**Extracted data**
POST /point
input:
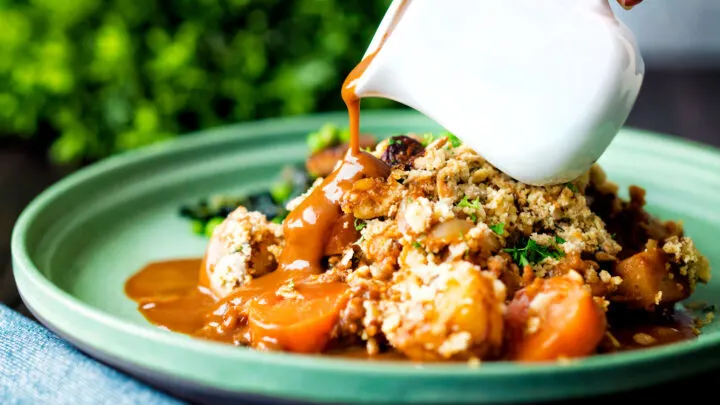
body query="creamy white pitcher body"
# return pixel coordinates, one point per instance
(538, 87)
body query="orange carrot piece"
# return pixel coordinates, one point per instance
(552, 319)
(301, 323)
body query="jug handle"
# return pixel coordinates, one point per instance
(392, 17)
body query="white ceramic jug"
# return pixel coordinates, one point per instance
(538, 87)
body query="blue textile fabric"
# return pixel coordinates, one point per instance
(37, 367)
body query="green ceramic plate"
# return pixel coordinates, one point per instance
(77, 243)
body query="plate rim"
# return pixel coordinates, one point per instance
(24, 265)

**Task goal**
Among the lines above, please count those that contain the string "white" and write the number by itself.

**Completed exercise**
2